#### TASK TO COMPLETE
Count the lines in the records below that contain the string "query", matching case exactly, and reply with only that number.

#### DATA LISTING
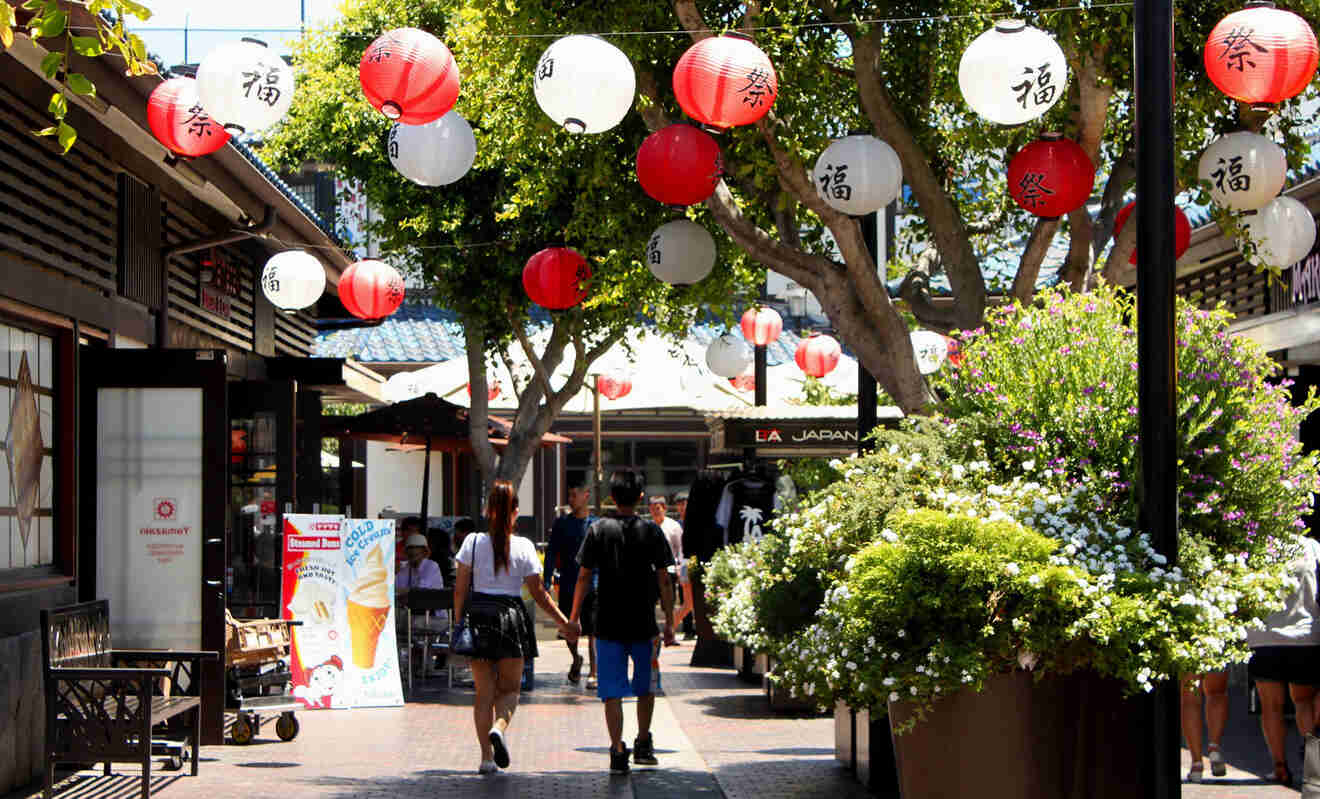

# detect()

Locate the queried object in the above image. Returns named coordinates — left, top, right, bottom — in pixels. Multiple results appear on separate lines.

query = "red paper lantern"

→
==
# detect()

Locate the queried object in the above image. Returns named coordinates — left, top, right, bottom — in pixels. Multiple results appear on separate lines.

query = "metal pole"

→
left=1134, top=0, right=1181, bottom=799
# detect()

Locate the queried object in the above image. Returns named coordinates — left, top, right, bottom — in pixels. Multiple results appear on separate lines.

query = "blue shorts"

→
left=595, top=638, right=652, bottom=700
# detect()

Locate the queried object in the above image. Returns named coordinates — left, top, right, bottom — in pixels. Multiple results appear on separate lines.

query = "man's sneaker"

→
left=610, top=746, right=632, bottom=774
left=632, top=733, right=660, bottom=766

#### SOLUTION FOR THIS TASK
4